• _Extrait à lire_
_ _ _ _ _

Le rapport souligne un paradoxe entre le volume des personnes formées pour occuper un métier industriel et les besoins en recrutement dans ce secteur qui sont moindres.

Priorité aux dispositifs de formation qui favorisent l’insertion dans les emplois industriels et à l’accompagnement des petites et moyennes entreprises industrielles pour la formation et la reconversion de leurs salariés.

Les tensions de recrutement, qui sont élevées, s’expliquent par les difficultés d’insertion et d’orientation finale des personnes formées. De nombreux jeunes formés pour l’industrie choisissent de travailler dans d’autres secteurs que celui de leur formation. Ainsi, en 2021, sur 170 100 apprentis et lycéens professionnels du certificat d’aptitude professionnelle (CAP) au brevet de technicien supérieur (BTS) en emploi un an après leur sortie du lycée, 35% ont suivi une formation industrielle mais seulement 16% exercent un métier industriel.

_ _ _ _ _

• _Consignes_
(1) D'après l'extrait sur la formation industrielle, pourquoi les tensions de recrutement sont-elles élevées ? Répondez en une à trois phrases.
(2) Recopiez fidèlement le passage de l'extrait sur la formation industrielle qui commence par "Le rapport souligne" et va jusqu'à "qui sont moindres.".
Servez-vous uniquement de l'extrait pour répondre.

Entrées de données:
_ _ _ _ _

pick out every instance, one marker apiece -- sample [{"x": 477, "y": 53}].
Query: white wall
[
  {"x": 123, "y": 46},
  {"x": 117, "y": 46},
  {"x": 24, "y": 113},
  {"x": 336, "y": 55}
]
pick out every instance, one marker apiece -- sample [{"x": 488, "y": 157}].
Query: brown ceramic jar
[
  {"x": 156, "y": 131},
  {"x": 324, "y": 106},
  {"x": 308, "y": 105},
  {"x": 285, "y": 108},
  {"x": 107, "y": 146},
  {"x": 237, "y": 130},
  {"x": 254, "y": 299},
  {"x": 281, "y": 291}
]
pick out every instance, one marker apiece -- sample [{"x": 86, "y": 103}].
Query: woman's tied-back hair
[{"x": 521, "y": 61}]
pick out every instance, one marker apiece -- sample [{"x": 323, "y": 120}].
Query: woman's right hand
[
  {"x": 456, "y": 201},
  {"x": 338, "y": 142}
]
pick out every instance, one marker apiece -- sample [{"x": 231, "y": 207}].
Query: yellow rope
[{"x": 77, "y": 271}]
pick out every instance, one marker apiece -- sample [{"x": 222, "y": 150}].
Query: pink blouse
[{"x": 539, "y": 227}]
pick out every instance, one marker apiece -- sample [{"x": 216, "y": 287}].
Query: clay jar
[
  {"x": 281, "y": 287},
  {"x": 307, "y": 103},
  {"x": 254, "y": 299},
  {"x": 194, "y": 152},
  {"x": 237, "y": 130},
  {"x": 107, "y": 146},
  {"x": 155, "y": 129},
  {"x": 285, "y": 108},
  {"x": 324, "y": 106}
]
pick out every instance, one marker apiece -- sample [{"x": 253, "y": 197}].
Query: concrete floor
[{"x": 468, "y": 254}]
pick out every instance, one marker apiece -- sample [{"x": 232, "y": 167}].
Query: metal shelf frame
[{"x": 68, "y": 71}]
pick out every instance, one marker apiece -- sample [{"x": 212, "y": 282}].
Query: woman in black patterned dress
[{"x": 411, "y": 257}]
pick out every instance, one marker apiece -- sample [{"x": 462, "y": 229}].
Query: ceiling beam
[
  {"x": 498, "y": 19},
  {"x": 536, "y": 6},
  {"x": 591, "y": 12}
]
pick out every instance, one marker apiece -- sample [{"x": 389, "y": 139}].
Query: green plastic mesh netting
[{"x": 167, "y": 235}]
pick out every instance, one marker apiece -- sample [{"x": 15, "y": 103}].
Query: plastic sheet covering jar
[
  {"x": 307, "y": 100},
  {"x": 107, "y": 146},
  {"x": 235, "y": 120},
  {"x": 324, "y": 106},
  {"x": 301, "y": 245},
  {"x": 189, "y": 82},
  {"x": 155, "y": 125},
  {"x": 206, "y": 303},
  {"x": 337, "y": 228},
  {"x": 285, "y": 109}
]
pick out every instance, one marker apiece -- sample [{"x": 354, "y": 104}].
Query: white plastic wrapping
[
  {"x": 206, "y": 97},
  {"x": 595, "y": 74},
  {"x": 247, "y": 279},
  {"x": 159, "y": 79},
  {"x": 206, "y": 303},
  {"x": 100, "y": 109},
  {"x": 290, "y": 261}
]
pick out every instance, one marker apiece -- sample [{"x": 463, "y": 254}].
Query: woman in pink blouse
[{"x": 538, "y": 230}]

_ _ _ _ _

• _Résultats attendus_
(1) Ces tensions s'expliquent par les difficultés d'insertion et d'orientation finale des personnes formées. De nombreux jeunes formés pour l'industrie choisissent en effet de travailler dans d'autres secteurs que celui de leur formation.

(2)
Le rapport souligne un paradoxe entre le volume des personnes formées pour occuper un métier industriel et les besoins en recrutement dans ce secteur qui sont moindres.